(TEXT FOR ANALYSIS)
Shock news at PMQs. Miliband scored a hit. He succeeded in making Cameron look silly. True, he enjoyed his triumph a little too much, but his performance will have cheered his party enormously. For weeks they’ve had to watch their leader bungling at the despatch-box like an octopus trying to make a pancake.
Miliband’s weapon of choice: statistics. It’s hard to use mere mathematics to hurt a politician but Miliband handled his materials with deadly aplomb. He uncovered woeful failures in government programmes. And the revelations weren’t just bad. They were hilariously bad.
He kicked off with a statement from Michael Gove, last May, that ‘work would begin immediately’ on 216 schools. ‘How many have been started?’ asked Miliband. Cameron didn’t know.
Miliband: ‘One’.
In October 2011, he went on, the government promised to bring forward 576 infrastructure projects. ‘How many have been completed?’ Again, Cameron was clueless.
‘Seven.’
Ah, said Cameron, but you can’t build a nuclear power station overnight. Miliband was waiting for him. Five of the seven finished contracts had been started under Labour. Finally he moved to the government’s guarantee scheme for home-owners which was intended to create 100,000 new freeholders. How many are there?
Cameron was clueless, a third time.
‘Just two thousand,’ said Miliband. ‘At this rate the government won’t reach its target until 2058.’ He finished his ambush with a handy laughter-line supplied by the Nick Clegg. ‘The gap between announcement and delivery is quite significant,’ said Clegg during one of his gaffe-ridden radio shows.
Cameron fought back with slogans supplied by his gag-writers. He derided the shadow chancellor for promising to spend and borrow more. ‘It’s not just at Wimbledon that people are calling for “new balls, please.”’
And he cited a survey revealing that half the population thinks Ed Miliband is a Muppet character. ‘Because he belongs in Sesame Street not Downing Street.’
But it was a query from Charlotte Leslie that prompted the session’s most dramatic moment. She accused Labour of creating a ‘sinister culture of fear and cover-up’ at the NHS. Cameron quoted Baroness Young, former head of the NHS watchdog, who claims that ‘huge government pressure’ led to medical blunders being suppressed for fear that Labour’s reputation might be tarnished. In plain English, lives were sacrificed to protect ministers.
It got worse. Cameron, still quoting Baroness Young, said the pressure had intensified after Andy Burnham became health secretary. Suddenly all eyes were on Labour’s front bench. Andy Burnham’s face was a picture. Specifically, it was a picture of a Tasered choirboy. Cameron stopped in mid-sentence.
(End TEXT FOR ANALYSIS)
**REQUIRED ACTIONS**
1. Answer these questions from the parliamentary sketch:
(a) On how many schools did Michael Gove say work would begin immediately?
(b) How many infrastructure projects did the government promise to bring forward in October 2011?
(c) Who is described as the former head of the NHS watchdog?
2. Reproduce the stretch of the parliamentary sketch from "In October 2011, he" through "gaffe-ridden radio shows.".
These lines are not needed for any of the work here.
(GIVEN RECORDS)
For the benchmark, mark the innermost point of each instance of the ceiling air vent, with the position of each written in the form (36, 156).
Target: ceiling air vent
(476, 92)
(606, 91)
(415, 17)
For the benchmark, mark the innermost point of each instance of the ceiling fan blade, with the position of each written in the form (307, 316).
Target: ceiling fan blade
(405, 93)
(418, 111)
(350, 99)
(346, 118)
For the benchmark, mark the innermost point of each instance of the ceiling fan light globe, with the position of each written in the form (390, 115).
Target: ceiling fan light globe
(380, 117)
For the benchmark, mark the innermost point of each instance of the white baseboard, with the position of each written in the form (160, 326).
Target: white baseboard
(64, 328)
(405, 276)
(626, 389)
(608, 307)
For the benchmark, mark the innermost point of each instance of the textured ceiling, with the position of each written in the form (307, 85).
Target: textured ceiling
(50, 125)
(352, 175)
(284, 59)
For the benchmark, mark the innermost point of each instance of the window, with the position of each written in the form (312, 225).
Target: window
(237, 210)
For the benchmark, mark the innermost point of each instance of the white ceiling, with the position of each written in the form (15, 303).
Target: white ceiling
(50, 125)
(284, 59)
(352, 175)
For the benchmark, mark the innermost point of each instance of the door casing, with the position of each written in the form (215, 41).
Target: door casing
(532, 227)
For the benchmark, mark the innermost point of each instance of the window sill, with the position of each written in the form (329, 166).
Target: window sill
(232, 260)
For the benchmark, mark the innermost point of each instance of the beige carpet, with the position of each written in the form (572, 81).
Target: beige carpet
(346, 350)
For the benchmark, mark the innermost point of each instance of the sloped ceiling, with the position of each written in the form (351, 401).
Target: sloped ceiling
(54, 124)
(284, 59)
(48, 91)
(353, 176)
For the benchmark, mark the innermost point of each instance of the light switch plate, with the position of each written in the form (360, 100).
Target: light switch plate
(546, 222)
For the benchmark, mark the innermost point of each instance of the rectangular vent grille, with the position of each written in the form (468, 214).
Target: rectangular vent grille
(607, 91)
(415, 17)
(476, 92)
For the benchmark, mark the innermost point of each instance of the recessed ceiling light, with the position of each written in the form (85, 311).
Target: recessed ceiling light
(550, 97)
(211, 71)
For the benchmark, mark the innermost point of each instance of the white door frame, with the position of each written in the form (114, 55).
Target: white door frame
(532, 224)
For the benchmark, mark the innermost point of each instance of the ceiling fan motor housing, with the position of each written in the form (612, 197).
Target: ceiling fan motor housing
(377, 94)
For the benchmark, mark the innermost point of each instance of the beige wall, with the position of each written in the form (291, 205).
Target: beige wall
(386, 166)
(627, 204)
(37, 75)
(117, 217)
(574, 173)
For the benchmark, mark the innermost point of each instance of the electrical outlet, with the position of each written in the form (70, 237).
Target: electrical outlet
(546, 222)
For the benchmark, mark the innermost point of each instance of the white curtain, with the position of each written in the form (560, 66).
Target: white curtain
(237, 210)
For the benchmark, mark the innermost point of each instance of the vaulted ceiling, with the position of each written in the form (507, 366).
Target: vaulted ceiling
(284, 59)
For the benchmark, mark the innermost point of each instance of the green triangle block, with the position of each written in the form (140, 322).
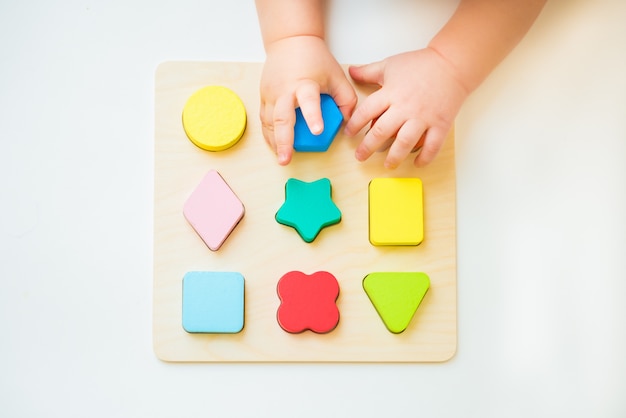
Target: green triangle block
(396, 296)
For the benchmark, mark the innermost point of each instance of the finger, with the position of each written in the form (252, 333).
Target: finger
(308, 97)
(266, 115)
(284, 118)
(385, 127)
(374, 106)
(406, 139)
(368, 74)
(433, 141)
(345, 98)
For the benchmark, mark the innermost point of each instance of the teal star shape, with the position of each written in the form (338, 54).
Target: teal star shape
(308, 207)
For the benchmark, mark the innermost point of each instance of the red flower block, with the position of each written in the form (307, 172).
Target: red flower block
(308, 302)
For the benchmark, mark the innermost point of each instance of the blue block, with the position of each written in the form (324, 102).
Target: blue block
(305, 141)
(213, 302)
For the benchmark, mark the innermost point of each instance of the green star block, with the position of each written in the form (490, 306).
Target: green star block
(308, 207)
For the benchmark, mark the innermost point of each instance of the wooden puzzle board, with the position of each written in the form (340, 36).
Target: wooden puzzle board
(263, 250)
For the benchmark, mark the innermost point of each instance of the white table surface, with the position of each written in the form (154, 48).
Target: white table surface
(541, 166)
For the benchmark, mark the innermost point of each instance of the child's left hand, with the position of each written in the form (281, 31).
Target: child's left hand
(415, 107)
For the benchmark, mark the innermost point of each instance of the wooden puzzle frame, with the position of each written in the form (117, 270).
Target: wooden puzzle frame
(262, 250)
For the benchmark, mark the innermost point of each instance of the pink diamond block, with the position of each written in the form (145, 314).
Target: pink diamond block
(213, 210)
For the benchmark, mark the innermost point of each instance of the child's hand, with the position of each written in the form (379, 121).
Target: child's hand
(415, 107)
(296, 71)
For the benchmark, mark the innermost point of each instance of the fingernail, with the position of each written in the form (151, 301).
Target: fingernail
(317, 128)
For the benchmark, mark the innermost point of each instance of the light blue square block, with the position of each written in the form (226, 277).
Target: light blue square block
(213, 302)
(305, 141)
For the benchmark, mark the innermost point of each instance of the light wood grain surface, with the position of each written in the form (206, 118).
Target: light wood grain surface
(263, 250)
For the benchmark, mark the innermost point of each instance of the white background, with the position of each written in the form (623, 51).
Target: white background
(541, 175)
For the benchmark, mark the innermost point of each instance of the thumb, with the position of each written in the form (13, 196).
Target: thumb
(368, 74)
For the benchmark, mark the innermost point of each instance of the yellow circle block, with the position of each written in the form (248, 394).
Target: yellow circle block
(214, 118)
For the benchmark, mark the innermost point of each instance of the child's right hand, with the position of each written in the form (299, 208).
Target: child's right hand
(297, 70)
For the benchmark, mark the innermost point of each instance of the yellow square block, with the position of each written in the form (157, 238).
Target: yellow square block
(396, 211)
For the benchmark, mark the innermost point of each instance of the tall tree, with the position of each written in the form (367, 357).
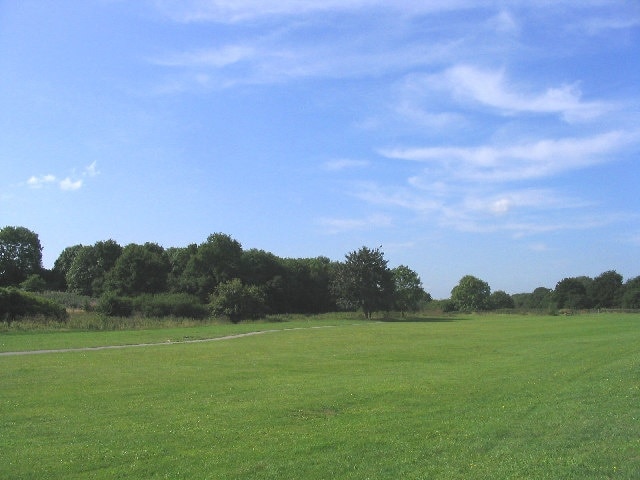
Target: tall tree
(139, 269)
(408, 291)
(471, 294)
(606, 290)
(20, 255)
(364, 281)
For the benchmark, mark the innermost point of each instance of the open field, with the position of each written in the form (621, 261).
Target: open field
(459, 397)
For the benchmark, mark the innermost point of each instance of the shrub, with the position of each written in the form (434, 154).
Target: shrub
(15, 304)
(170, 304)
(113, 305)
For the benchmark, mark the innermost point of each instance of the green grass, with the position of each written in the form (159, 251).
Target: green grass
(474, 397)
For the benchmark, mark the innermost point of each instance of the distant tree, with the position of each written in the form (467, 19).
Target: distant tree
(139, 269)
(20, 255)
(89, 266)
(500, 300)
(471, 294)
(607, 289)
(217, 260)
(364, 281)
(408, 291)
(571, 293)
(631, 296)
(34, 283)
(237, 301)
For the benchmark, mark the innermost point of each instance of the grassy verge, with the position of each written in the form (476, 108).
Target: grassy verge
(476, 397)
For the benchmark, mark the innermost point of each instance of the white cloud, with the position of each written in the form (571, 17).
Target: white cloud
(344, 163)
(491, 88)
(69, 185)
(340, 225)
(39, 182)
(91, 170)
(247, 10)
(520, 161)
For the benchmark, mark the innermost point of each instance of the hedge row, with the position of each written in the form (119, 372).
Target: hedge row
(161, 305)
(15, 304)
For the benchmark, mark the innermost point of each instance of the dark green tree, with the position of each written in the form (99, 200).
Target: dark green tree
(631, 296)
(20, 255)
(408, 291)
(139, 269)
(363, 281)
(471, 294)
(571, 293)
(90, 265)
(607, 289)
(501, 300)
(237, 301)
(217, 260)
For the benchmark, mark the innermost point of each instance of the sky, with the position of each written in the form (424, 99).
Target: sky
(493, 138)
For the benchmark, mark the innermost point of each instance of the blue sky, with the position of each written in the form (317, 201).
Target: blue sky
(492, 138)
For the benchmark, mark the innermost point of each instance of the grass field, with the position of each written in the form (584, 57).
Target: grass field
(492, 397)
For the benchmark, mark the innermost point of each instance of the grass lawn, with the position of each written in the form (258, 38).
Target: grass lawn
(490, 397)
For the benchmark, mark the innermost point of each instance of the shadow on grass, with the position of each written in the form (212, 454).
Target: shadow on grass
(421, 319)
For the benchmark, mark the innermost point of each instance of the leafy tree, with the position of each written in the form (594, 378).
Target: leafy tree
(217, 260)
(90, 265)
(572, 293)
(607, 290)
(139, 269)
(500, 300)
(364, 281)
(34, 283)
(408, 290)
(237, 301)
(20, 255)
(471, 294)
(631, 296)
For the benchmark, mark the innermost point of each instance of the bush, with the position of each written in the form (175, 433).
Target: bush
(113, 305)
(237, 301)
(170, 304)
(15, 304)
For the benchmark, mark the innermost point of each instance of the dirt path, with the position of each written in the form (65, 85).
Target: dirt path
(168, 342)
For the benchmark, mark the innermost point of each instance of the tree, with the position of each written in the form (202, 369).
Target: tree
(139, 269)
(572, 293)
(471, 294)
(90, 265)
(364, 281)
(606, 289)
(237, 301)
(217, 260)
(631, 296)
(500, 300)
(20, 255)
(408, 289)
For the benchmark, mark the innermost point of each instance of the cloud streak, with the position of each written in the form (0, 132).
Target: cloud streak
(520, 161)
(End GIVEN RECORDS)
**TASK-BY-TASK SOLUTIONS**
1.
(a) 216
(b) 576
(c) Baroness Young

2.
In October 2011, he went on, the government promised to bring forward 576 infrastructure projects. ‘How many have been completed?’ Again, Cameron was clueless.
‘Seven.’
Ah, said Cameron, but you can’t build a nuclear power station overnight. Miliband was waiting for him. Five of the seven finished contracts had been started under Labour. Finally he moved to the government’s guarantee scheme for home-owners which was intended to create 100,000 new freeholders. How many are there?
Cameron was clueless, a third time.
‘Just two thousand,’ said Miliband. ‘At this rate the government won’t reach its target until 2058.’ He finished his ambush with a handy laughter-line supplied by the Nick Clegg. ‘The gap between announcement and delivery is quite significant,’ said Clegg during one of his gaffe-ridden radio shows.